**What the task requires**
Output the records from the line containing "If it's not too much trouble, could you box the boy" down to the line containing "[0,562,932,892]", both included, as a two-column CSV with the header label_text,boxes. Give one row per record, with its text and its answer each in a single quoted field and line breaks replaced by spaces.

**Record extracts**

▼

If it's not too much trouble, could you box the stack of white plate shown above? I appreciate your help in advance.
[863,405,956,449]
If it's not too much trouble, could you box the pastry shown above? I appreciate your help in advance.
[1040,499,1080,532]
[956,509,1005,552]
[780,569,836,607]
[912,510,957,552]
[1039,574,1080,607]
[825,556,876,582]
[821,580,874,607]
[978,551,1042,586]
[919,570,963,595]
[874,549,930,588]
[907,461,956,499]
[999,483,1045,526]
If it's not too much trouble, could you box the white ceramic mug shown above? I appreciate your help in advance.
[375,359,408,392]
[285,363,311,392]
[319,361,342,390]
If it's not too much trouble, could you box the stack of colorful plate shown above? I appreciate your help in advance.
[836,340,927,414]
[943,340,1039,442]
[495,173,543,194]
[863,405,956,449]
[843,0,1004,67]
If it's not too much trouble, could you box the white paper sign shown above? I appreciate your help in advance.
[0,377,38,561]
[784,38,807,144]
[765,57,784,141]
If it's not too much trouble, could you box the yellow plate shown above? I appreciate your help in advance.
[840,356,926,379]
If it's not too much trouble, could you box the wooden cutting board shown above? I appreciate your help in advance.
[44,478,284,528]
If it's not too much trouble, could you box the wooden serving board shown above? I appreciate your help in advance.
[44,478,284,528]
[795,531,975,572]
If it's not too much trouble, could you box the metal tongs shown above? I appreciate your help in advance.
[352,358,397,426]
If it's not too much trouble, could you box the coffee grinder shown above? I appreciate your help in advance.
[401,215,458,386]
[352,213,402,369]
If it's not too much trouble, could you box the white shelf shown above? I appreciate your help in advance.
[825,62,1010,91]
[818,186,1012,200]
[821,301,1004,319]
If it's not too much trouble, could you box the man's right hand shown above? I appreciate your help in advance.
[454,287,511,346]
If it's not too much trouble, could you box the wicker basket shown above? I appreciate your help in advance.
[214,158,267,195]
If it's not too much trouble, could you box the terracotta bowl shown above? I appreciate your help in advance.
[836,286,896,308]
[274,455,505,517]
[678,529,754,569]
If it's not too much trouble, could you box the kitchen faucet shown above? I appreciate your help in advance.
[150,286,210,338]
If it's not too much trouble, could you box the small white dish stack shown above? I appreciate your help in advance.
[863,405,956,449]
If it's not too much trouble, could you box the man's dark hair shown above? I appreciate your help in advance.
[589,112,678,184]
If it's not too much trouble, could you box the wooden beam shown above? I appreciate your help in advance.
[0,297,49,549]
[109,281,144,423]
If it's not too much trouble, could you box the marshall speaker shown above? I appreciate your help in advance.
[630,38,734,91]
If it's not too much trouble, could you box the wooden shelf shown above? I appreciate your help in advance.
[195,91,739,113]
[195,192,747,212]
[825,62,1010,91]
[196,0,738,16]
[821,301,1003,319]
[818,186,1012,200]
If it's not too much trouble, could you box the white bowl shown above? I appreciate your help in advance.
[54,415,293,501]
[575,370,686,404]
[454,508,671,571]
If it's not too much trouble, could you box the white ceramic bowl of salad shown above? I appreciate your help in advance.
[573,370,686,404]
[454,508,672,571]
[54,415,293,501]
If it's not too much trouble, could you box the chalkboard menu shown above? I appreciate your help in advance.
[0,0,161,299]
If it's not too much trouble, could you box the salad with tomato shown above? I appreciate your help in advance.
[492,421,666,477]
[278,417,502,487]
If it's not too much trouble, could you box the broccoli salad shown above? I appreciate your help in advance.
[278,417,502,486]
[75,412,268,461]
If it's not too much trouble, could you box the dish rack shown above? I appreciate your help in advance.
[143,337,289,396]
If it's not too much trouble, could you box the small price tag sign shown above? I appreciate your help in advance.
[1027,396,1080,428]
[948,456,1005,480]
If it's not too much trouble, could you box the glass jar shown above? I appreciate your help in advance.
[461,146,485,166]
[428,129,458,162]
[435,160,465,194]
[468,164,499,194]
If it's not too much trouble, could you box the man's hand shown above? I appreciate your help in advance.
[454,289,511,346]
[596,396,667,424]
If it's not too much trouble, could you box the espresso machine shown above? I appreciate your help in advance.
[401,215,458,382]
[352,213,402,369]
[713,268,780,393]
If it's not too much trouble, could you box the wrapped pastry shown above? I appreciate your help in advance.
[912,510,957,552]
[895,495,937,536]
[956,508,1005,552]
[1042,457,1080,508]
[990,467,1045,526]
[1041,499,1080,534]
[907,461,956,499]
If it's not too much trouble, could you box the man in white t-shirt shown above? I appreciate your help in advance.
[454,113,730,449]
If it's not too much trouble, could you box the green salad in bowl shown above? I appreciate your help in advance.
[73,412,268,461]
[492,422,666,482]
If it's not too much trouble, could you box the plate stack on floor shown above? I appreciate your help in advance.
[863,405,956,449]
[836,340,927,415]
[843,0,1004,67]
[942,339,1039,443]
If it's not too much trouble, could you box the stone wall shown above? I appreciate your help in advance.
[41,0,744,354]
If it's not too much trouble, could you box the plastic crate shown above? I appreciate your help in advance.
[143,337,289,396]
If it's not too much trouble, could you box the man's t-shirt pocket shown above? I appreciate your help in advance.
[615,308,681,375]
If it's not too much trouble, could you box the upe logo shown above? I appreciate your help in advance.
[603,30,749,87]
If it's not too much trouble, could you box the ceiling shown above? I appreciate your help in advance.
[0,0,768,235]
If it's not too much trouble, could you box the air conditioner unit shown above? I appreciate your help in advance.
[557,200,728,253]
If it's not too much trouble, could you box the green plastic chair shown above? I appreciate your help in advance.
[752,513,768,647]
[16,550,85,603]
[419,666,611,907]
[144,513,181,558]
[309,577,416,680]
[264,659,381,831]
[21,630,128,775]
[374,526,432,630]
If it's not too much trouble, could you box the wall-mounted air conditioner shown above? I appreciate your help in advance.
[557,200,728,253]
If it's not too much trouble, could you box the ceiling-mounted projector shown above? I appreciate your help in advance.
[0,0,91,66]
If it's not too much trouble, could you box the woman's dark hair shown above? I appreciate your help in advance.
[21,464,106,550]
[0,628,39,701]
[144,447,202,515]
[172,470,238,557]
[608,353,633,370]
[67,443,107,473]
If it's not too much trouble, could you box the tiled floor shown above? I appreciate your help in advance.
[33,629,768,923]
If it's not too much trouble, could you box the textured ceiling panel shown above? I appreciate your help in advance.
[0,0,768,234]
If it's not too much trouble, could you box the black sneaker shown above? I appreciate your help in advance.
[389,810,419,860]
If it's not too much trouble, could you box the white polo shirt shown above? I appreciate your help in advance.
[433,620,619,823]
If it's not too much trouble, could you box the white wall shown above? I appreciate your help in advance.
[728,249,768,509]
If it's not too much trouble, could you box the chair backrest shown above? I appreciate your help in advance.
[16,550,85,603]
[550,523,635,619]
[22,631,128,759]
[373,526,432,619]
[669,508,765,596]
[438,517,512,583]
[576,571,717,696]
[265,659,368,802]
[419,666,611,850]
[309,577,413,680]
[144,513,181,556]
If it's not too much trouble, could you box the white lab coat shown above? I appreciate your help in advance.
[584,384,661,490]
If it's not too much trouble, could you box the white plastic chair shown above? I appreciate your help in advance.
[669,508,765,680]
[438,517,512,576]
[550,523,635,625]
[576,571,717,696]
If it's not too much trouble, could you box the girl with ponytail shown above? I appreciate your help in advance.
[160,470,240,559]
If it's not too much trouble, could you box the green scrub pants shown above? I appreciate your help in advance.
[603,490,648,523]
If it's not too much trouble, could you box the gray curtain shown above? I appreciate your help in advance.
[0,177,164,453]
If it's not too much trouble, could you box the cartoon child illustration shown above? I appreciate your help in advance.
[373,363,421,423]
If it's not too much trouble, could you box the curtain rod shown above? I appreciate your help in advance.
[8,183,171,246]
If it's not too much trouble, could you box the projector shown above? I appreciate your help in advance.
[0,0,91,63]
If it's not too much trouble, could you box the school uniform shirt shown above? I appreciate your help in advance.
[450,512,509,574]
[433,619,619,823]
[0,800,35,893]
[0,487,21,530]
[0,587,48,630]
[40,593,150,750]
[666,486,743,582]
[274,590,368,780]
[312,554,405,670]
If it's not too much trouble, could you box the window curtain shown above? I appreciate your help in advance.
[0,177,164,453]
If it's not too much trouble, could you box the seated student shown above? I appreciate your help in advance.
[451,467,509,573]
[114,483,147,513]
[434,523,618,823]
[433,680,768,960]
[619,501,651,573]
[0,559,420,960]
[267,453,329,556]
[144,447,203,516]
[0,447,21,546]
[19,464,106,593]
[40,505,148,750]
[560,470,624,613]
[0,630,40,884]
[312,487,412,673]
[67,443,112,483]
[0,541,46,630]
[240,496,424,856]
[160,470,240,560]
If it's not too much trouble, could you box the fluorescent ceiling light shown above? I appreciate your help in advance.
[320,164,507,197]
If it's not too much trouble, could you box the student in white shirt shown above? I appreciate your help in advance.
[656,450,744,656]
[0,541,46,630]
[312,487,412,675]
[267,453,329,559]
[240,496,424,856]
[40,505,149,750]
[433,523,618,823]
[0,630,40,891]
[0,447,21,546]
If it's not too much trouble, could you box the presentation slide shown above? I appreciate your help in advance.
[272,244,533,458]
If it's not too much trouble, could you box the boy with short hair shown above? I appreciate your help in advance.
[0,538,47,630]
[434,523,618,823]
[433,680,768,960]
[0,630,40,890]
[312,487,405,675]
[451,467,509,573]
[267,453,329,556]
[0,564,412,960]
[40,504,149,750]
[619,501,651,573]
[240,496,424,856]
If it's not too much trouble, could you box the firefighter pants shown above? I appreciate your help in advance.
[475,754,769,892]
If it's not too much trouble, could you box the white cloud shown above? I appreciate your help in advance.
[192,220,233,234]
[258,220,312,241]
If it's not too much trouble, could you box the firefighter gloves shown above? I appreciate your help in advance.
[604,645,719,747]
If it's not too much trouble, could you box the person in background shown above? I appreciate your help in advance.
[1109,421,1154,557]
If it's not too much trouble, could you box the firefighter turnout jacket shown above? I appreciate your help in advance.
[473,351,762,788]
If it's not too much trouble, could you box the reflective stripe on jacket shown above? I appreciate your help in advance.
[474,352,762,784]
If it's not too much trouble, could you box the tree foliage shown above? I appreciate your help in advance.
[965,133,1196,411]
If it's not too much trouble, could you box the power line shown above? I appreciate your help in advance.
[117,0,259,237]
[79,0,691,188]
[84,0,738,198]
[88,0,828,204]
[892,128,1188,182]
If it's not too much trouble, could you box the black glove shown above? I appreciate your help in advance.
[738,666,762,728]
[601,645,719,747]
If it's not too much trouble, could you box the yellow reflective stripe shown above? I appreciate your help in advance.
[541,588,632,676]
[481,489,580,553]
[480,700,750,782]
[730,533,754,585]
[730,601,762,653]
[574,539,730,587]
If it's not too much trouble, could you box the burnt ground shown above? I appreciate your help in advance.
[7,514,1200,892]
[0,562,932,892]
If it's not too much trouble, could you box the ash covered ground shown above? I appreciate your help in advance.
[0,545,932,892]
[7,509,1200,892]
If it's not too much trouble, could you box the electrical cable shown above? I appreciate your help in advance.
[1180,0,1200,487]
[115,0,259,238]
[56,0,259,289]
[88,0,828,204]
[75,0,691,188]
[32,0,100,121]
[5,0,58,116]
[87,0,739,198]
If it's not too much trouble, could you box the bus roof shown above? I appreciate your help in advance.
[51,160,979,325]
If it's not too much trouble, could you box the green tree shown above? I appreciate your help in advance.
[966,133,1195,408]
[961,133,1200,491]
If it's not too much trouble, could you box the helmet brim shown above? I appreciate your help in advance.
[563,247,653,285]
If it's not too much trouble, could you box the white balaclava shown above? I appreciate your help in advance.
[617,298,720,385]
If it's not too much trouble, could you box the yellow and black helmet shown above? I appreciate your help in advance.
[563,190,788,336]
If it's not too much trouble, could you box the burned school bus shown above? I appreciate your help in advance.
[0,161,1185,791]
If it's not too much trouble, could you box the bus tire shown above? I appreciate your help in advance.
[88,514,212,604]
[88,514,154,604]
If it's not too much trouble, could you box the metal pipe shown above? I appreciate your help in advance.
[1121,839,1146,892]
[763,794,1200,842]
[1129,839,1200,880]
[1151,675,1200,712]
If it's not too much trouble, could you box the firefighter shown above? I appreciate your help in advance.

▲

**Task output**
label_text,boxes
"If it's not too much trouble, could you box the boy with short hair shown above? I appreciate your help in advance.","[0,538,47,630] [434,523,618,823] [433,680,768,960] [0,630,40,890] [312,487,405,675] [451,467,509,573] [267,453,329,556] [0,564,412,960] [40,504,149,750] [619,501,651,573] [240,496,424,856]"
"If it's not too much trouble, could you box the firefighter pants shown above? I appreciate your help in advance.","[475,754,769,892]"
"If it's not too much trouble, could you box the white cloud shown above? I appreciate your help in advance.","[192,220,233,234] [258,220,312,241]"
"If it's not too much trouble, could you box the firefighter gloves shown above? I appreciate your help in advance.","[604,645,719,747]"
"If it's not too much trouble, could you box the person in background shown above? I appreciate your help in advance.","[1109,421,1154,557]"
"If it's not too much trouble, could you box the firefighter turnout jacket shown above? I appreciate your help in advance.","[473,351,762,788]"
"If it's not too much trouble, could you box the reflective stripe on jacket shown above? I appreciate your help in advance.","[474,352,762,784]"
"If it's not too much trouble, could you box the tree foliage shown above? I appreciate your help in advance.","[965,133,1196,411]"
"If it's not too much trouble, could you box the power line shown above? I appreciate your help in advance.","[117,0,259,237] [79,0,691,188] [84,0,738,198] [88,0,828,204] [892,128,1188,182]"
"If it's not too much trouble, could you box the black glove shown above? I appreciate your help in advance.","[738,666,762,728] [601,645,719,747]"
"If it's not too much trouble, could you box the yellow reflective stripe shown above? I appreciate your help in advance.","[541,588,632,676] [481,489,580,553] [480,700,750,782] [730,533,754,585] [730,601,762,653] [574,539,730,587]"
"If it's not too much trouble, could you box the burnt ground shown above? I appreciate your help in advance.","[7,514,1200,892] [0,562,932,892]"